* [WORK TO DO] Rewrite the records below, replacing "drill" with "exercise" and leaving everything else unchanged.

* [DATA SHOWN]

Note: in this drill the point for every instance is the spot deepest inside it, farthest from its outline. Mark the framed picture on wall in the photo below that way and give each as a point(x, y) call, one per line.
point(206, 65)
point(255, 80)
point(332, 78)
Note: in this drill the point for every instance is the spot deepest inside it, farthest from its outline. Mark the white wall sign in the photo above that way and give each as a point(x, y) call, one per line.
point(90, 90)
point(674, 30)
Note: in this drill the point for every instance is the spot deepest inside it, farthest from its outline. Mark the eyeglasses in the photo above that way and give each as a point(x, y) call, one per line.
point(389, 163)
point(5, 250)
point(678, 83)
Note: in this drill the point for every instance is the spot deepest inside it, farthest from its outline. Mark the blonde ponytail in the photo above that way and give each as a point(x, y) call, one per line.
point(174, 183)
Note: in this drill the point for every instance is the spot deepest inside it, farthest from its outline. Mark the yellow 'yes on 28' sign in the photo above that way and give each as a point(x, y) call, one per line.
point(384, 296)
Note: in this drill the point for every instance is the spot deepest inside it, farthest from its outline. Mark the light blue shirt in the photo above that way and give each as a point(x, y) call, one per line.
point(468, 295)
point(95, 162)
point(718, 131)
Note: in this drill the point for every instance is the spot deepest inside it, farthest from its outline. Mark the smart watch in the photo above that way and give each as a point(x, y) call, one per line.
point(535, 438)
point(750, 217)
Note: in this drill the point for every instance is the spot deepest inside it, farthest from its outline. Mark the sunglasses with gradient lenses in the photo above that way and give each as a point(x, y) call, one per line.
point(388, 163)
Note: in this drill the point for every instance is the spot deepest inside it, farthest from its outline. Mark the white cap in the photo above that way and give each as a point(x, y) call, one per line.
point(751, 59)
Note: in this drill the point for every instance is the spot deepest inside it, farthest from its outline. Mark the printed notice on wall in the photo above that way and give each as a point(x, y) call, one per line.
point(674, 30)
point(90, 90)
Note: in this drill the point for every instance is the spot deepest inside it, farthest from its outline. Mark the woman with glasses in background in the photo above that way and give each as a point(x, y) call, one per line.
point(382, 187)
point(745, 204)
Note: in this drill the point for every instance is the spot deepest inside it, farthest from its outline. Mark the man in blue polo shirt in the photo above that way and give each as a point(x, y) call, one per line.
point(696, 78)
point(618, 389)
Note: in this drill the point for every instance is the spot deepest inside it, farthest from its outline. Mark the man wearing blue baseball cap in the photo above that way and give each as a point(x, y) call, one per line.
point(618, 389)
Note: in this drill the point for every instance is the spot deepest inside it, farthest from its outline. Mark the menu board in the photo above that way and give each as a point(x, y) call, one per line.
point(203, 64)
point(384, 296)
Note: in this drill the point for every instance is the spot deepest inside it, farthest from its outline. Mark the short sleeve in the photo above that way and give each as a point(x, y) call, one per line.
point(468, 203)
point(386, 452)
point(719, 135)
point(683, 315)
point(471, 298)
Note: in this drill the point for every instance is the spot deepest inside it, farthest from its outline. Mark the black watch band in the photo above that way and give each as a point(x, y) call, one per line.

* [SOLVED PROBLEM]
Note: in this exercise the point for every instance is the spot deepest inside it, farthest from its outline. Mark the framed picture on wall in the photo below that way and give each as a point(x, y) call, one per line.
point(206, 65)
point(255, 80)
point(332, 78)
Note: in this exercise the point for every instance is the spot deepest inside it, farthest from its outline. Mark the white wall sign in the photo above that way and give each as a point(x, y) call, one per line.
point(90, 90)
point(674, 30)
Note: in this exercise the point for every instance is the spot deepest inside it, farthest from its outline. Mark the eyeglasses in the photo above that way and give each as a point(x, y) call, one per line.
point(389, 163)
point(5, 250)
point(678, 83)
Note: in this exercise the point for every instance is the spot deepest inside it, farthest from its outline. Mark the blonde ponytail in the photo above that way and give each as a point(x, y) call, one per line.
point(174, 183)
Note: in this exercise the point for every instance is the spot deepest inside it, farthest from its outline. Mark the yellow 'yes on 28' sign in the photo above that way and give each as a point(x, y) call, one per line.
point(384, 296)
Note: in this exercise the point for every instance is the spot deepest inside it, farthest from its outline. Mark the light blue shirt in the photo above that way and give each as a point(x, y) call, one per line.
point(468, 295)
point(95, 162)
point(718, 131)
Note: in this exercise the point for every instance is the spot deepest inside it, farthest from its outline. Mark the smart watch in the photo above that way and give each as a point(x, y) call, one per line.
point(535, 438)
point(750, 217)
Note: in this exercise the point for every instance is the spot deepest inside it, farthest from its outline. Mark the sunglasses with gradient lenses in the photo above that way and give each as a point(x, y) call, one per line.
point(388, 163)
Note: in this exercise the point for every instance is the spot deepest inside it, farthest from its outline. Mark the white cap in the photo above that way and give each as a point(x, y) call, one per line.
point(751, 59)
Note: in this exercise the point for every instance is the spot deepest inside it, farthest from its outline. Mark the printed notice on wall in the photo above that way and give each as a point(x, y) call, one per line.
point(674, 30)
point(90, 90)
Note: in this exercise the point for every instance is the spot deepest inside it, farthest from its outline. Mark the woman with glasses in background in the photo above that way and give each as a point(x, y) call, one per line.
point(382, 187)
point(745, 204)
Note: in this exercise the point for every instance is the spot deepest inside it, farthest from its outline. Mark the man in blue polo shirt in the photo above that way and give each as a point(x, y) call, one per line.
point(696, 78)
point(618, 389)
Note: in this exercise the point for every instance is the spot deepest inside it, farthest from its outline. Mark the man wearing blue baseball cap in the photo above that way and give each as a point(x, y) call, one per line.
point(618, 389)
Note: in this exercise the point for every instance is the spot deepest inside it, farthest from its outline. Mark the menu board in the photo above that way and give each as a point(x, y) call, one per line.
point(203, 64)
point(384, 296)
Note: in this exercise the point for every instance is the spot deepest inside it, farthest from its outline. Mark the short sleeve in the photo above that way and give each as a point(x, y) call, one per line.
point(468, 203)
point(386, 452)
point(719, 135)
point(683, 315)
point(471, 298)
Note: in this exercise the point for every instance is the spot deepest inside it, farthest from its outline. Mark the black watch band in the photo above that way and give each as a point(x, y) call, one per line.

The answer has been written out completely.